------ Stored data

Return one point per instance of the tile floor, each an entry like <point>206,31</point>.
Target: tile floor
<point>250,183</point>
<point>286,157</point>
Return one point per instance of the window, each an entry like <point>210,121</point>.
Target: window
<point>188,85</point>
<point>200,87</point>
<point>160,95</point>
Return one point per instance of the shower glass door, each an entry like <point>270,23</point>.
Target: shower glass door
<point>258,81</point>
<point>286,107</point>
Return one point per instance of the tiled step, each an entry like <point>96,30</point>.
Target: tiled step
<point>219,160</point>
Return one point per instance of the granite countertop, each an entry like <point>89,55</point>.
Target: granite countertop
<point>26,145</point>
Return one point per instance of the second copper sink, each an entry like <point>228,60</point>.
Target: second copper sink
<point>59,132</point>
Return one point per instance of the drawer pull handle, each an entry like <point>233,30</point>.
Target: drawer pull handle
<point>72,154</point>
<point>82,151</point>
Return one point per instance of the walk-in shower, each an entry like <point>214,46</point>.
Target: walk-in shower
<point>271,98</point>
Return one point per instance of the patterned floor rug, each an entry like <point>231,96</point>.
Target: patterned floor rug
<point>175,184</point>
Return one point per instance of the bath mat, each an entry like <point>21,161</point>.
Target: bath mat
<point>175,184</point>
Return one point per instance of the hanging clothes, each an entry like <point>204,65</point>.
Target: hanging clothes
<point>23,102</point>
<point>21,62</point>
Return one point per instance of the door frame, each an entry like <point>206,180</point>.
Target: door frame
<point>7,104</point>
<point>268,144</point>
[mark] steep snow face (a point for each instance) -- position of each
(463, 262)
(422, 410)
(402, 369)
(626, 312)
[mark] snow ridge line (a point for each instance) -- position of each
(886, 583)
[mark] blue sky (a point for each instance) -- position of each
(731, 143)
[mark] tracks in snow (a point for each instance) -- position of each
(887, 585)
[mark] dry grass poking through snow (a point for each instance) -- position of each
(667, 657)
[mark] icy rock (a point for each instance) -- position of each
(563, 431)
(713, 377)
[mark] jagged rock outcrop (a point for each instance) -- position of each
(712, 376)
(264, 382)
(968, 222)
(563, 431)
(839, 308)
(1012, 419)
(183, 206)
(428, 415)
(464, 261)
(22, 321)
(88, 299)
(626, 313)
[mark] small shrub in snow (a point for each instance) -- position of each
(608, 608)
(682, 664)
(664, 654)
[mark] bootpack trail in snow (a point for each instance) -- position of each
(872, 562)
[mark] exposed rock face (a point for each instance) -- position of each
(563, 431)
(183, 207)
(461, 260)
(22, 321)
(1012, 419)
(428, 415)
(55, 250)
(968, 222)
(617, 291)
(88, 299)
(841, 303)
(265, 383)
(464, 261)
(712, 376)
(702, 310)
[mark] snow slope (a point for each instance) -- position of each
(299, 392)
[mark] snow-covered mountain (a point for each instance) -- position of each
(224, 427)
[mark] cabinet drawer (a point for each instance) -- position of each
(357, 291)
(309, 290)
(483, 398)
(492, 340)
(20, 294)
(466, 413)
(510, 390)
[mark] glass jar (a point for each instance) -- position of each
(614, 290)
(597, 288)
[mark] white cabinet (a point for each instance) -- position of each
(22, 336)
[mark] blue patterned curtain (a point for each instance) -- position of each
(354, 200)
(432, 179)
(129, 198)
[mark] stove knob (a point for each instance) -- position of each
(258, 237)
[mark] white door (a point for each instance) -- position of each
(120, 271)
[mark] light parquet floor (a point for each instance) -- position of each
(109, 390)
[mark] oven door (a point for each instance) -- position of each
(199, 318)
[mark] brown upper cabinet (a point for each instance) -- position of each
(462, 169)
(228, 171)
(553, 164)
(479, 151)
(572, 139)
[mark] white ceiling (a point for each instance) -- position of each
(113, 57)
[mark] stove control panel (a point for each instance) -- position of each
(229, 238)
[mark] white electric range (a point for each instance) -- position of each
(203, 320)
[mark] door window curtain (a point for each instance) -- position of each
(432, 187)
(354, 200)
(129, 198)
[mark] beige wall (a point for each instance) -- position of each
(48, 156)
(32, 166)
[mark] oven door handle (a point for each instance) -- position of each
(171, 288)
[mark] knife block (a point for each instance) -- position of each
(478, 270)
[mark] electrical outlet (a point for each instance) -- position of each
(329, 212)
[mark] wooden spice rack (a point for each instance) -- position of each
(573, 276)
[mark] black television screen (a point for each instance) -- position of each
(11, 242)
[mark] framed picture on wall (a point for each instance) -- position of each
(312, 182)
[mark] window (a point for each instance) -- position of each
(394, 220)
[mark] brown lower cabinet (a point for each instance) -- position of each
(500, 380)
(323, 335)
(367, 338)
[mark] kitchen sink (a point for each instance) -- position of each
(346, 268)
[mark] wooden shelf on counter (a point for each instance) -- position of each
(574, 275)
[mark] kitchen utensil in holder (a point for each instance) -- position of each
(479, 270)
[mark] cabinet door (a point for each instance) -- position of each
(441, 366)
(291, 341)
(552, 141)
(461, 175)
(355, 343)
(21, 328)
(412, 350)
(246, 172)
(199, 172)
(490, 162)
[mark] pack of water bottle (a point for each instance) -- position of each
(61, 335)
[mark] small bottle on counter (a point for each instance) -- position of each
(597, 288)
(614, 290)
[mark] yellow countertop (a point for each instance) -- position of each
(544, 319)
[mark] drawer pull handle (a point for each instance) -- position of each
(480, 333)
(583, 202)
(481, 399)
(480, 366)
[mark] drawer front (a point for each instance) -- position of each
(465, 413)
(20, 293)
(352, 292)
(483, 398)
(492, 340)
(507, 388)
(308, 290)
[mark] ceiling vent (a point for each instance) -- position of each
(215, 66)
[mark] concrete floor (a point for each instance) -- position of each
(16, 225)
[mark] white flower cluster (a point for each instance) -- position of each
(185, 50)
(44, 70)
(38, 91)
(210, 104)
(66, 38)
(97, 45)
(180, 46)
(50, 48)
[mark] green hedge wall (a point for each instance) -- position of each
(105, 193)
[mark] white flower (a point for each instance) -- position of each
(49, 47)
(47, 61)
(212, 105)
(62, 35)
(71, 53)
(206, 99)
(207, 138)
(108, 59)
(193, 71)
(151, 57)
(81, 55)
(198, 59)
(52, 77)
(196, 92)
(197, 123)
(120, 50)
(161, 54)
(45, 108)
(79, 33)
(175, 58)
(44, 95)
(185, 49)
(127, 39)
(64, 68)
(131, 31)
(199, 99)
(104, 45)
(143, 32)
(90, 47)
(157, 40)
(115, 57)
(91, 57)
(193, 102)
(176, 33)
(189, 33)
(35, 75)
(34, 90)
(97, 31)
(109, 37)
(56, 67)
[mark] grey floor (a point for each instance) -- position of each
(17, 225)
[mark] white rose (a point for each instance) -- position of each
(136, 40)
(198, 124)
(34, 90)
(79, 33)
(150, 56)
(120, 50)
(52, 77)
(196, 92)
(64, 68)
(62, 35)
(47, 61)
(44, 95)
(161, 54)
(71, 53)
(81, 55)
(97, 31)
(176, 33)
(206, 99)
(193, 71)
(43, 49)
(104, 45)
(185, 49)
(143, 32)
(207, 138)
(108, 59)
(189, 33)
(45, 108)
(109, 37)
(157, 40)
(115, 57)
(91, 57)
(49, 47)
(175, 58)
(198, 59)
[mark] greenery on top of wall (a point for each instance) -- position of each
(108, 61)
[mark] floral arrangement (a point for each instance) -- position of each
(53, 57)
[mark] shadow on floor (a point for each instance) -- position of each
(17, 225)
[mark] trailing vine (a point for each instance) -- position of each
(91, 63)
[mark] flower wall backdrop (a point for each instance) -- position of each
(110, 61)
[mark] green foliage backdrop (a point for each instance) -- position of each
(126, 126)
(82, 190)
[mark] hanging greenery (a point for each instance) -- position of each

------------

§ Exercise
From the records above, extract each line exactly as shown.

§ Finished answer
Return one point per instance of the tile floor, each an entry like <point>206,31</point>.
Target: tile floor
<point>250,183</point>
<point>286,157</point>
Return one point per instance of the window, each an entry like <point>210,121</point>.
Target: window
<point>188,85</point>
<point>200,87</point>
<point>160,95</point>
Return one point per instance of the shower glass door, each an entry like <point>270,23</point>.
Target: shower glass door
<point>258,81</point>
<point>286,107</point>
Return one point per instance of the tiled step, each an entry like <point>96,30</point>.
Target: tiled step
<point>219,160</point>
Return one point per instance of the granite countertop, each an entry like <point>89,55</point>.
Target: granite countertop
<point>26,145</point>
Return one point per instance of the second copper sink, each an entry like <point>228,60</point>.
Target: second copper sink
<point>59,132</point>
Return one point per instance of the drawer pull handle, each an entry like <point>233,30</point>.
Target: drawer pull handle
<point>72,154</point>
<point>82,151</point>
Return one point per instance of the walk-in shower, each an entry like <point>214,46</point>.
Target: walk-in shower
<point>271,98</point>
Return one point per instance of the patterned floor rug, each an entry like <point>231,96</point>.
Target: patterned floor rug
<point>175,184</point>
Return one point per instance of the bath mat, each an entry like <point>21,161</point>.
Target: bath mat
<point>175,184</point>
Return one point per instance of the hanging clothes, each an entry like <point>204,65</point>.
Target: hanging clothes
<point>23,102</point>
<point>21,62</point>
Return one point per instance of the door frame, each an entry like <point>206,180</point>.
Target: door frame
<point>7,104</point>
<point>268,144</point>
[mark] steep snow face (a point for each instance) -- position of each
(463, 262)
(422, 410)
(402, 369)
(626, 312)
[mark] snow ridge line (a point for each instance) -- position of each
(886, 583)
[mark] blue sky (a point for each instance) -- position of each
(731, 143)
[mark] tracks in snow (a point for each instance) -- position of each
(887, 585)
[mark] dry grass poking through snow (a point for each instance) -- position of each
(667, 657)
[mark] icy rock (a point for each instance) -- position of each
(563, 431)
(713, 377)
[mark] jagged rock outcrop (a point for each instance) -- position of each
(712, 376)
(264, 382)
(968, 222)
(563, 431)
(839, 308)
(1012, 419)
(183, 206)
(428, 415)
(464, 261)
(22, 321)
(88, 299)
(626, 313)
[mark] small shrub in snow (a point for each instance) -- position of each
(608, 608)
(682, 664)
(664, 654)
[mark] bootpack trail in snow (a point for each instance) -- position of each
(872, 562)
[mark] exposed rock face (a point for each instance) -- position of each
(563, 431)
(183, 207)
(461, 260)
(22, 321)
(1012, 419)
(428, 415)
(55, 250)
(968, 222)
(617, 291)
(88, 299)
(841, 303)
(265, 383)
(464, 261)
(712, 376)
(702, 310)
[mark] snow slope (a point for each instance) -- position of each
(299, 392)
[mark] snow-covered mountain (a point for each instance) -- position of each
(224, 427)
[mark] cabinet drawer (a point for each instance) -- position of each
(357, 291)
(309, 290)
(483, 398)
(492, 340)
(20, 294)
(466, 413)
(510, 390)
[mark] glass jar (a point for each instance) -- position of each
(614, 290)
(597, 288)
[mark] white cabinet (a point for each instance) -- position of each
(22, 336)
[mark] blue patterned curtain (a point for each instance) -- position of each
(354, 200)
(432, 179)
(129, 198)
[mark] stove knob (a point for each instance) -- position of each
(258, 237)
[mark] white door (a point for each instance) -- position of each
(120, 271)
[mark] light parquet floor (a point for each instance) -- position of each
(109, 390)
[mark] oven door (a point for each instance) -- position of each
(199, 318)
[mark] brown upper cabinet (a point for each instance) -- position of each
(462, 169)
(228, 171)
(553, 164)
(479, 151)
(572, 139)
[mark] white ceiling (a point for each instance) -- position of each
(113, 57)
[mark] stove control panel (a point for each instance) -- position of each
(229, 238)
[mark] white electric range (a point for each instance) -- position of each
(203, 320)
[mark] door window curtain (a point for each instance) -- position of each
(432, 187)
(354, 200)
(129, 198)
[mark] beige wall (a point for each instance) -- position of each
(48, 156)
(32, 166)
[mark] oven door handle (a point for each instance) -- position of each
(171, 288)
[mark] knife block (a point for each instance) -- position of each
(478, 270)
[mark] electrical outlet (a point for each instance) -- position of each
(329, 212)
[mark] wooden spice rack (a point for each instance) -- position of each
(573, 276)
[mark] black television screen (a point for each instance) -- position of each
(11, 242)
[mark] framed picture on wall (a point for each instance) -- position of each
(312, 182)
[mark] window (a point for each instance) -- position of each
(394, 220)
[mark] brown lower cabinet (a point for each instance) -- position of each
(500, 380)
(323, 335)
(367, 338)
[mark] kitchen sink (a point for each instance) -- position of each
(346, 268)
[mark] wooden shelf on counter (a point for each instance) -- position of each
(574, 275)
[mark] kitchen utensil in holder (a point for each instance) -- position of each
(479, 270)
[mark] cabinet door (a point for each instance) -- position of each
(441, 366)
(291, 341)
(552, 141)
(461, 175)
(355, 343)
(21, 328)
(412, 350)
(246, 172)
(199, 172)
(490, 162)
[mark] pack of water bottle (a point for each instance) -- position of each
(61, 335)
[mark] small bottle on counter (a point for each instance) -- position of each
(597, 288)
(614, 290)
[mark] yellow countertop (a point for each instance) -- position of each
(544, 319)
[mark] drawer pull handle (a point for each instance) -- position of each
(480, 333)
(583, 202)
(481, 399)
(480, 366)
[mark] drawer front (a point for each instance) -- position of each
(465, 413)
(20, 293)
(352, 292)
(483, 398)
(492, 340)
(507, 388)
(308, 290)
[mark] ceiling vent (a point for each instance) -- position of each
(215, 66)
[mark] concrete floor (a point for each instance) -- position of each
(16, 225)
[mark] white flower cluster (a point for each instance) -- position of each
(185, 50)
(44, 70)
(38, 91)
(210, 104)
(66, 38)
(97, 45)
(180, 46)
(50, 48)
[mark] green hedge wall (a point for each instance) -- position of each
(105, 193)
[mark] white flower (a point for each instance) -- position of each
(49, 47)
(47, 61)
(212, 105)
(62, 35)
(71, 53)
(206, 99)
(207, 138)
(108, 59)
(193, 71)
(151, 57)
(81, 55)
(198, 59)
(52, 77)
(196, 92)
(197, 123)
(120, 50)
(161, 54)
(45, 108)
(79, 33)
(175, 58)
(44, 95)
(185, 49)
(127, 39)
(64, 68)
(131, 31)
(199, 99)
(104, 45)
(143, 32)
(90, 47)
(157, 40)
(115, 57)
(91, 57)
(193, 102)
(176, 33)
(189, 33)
(35, 75)
(34, 90)
(97, 31)
(109, 37)
(56, 67)
[mark] grey floor (a point for each instance) -- position of each
(17, 225)
[mark] white rose (a point for each instance) -- position of each
(136, 40)
(198, 124)
(34, 90)
(79, 33)
(150, 56)
(120, 50)
(52, 77)
(196, 92)
(64, 68)
(62, 35)
(47, 61)
(44, 95)
(161, 54)
(71, 53)
(81, 55)
(97, 31)
(176, 33)
(206, 99)
(193, 71)
(43, 49)
(104, 45)
(185, 49)
(143, 32)
(207, 138)
(108, 59)
(189, 33)
(45, 108)
(109, 37)
(157, 40)
(115, 57)
(91, 57)
(49, 47)
(175, 58)
(198, 59)
[mark] greenery on top of wall (a point for each instance) -- position of each
(108, 61)
[mark] floral arrangement (a point for each instance) -- position of each
(53, 57)
[mark] shadow on floor (a point for each instance) -- position of each
(17, 225)
[mark] trailing vine (a point for each instance) -- position of each
(91, 63)
[mark] flower wall backdrop (a point for each instance) -- position of each
(110, 61)
[mark] green foliage backdrop (a point for each instance) -- position of each
(126, 126)
(82, 190)
[mark] hanging greenery (a point for each instance) -- position of each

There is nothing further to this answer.